### Prompt
Every line of the material below should be output exactly as written, with the images skipped.

### Task input

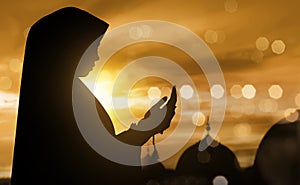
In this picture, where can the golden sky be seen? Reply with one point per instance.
(255, 42)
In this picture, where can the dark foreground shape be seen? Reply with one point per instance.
(278, 156)
(215, 160)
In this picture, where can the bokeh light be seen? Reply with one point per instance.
(236, 91)
(5, 83)
(198, 119)
(297, 100)
(231, 6)
(275, 91)
(186, 92)
(262, 43)
(15, 65)
(154, 93)
(291, 114)
(211, 36)
(217, 91)
(278, 47)
(220, 180)
(242, 130)
(249, 91)
(268, 105)
(166, 91)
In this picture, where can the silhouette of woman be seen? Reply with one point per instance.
(49, 147)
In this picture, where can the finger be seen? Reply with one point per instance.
(173, 99)
(159, 103)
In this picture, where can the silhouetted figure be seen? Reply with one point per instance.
(49, 147)
(278, 156)
(215, 160)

### Response
In this picture, where can the golden sky be seen? Reply with one point per instance.
(255, 42)
In this picture, where can the dark foreground shape be seen? Reply with one point per instance.
(278, 156)
(215, 160)
In this picture, where can the bokeh light be seen? Reply with one point per instance.
(236, 91)
(5, 83)
(198, 119)
(297, 100)
(231, 6)
(275, 91)
(186, 92)
(262, 43)
(15, 65)
(154, 93)
(291, 114)
(211, 36)
(217, 91)
(278, 47)
(220, 180)
(242, 130)
(249, 91)
(268, 105)
(166, 91)
In this picture, where can the silhouette of woman be seen? Reply with one point per instance.
(49, 147)
In this picture, where can the finger be seen? Reply with one point per instance.
(173, 99)
(159, 103)
In this picture, where can the silhouetted figure be seen? Reply with one point per instance.
(49, 147)
(278, 156)
(215, 160)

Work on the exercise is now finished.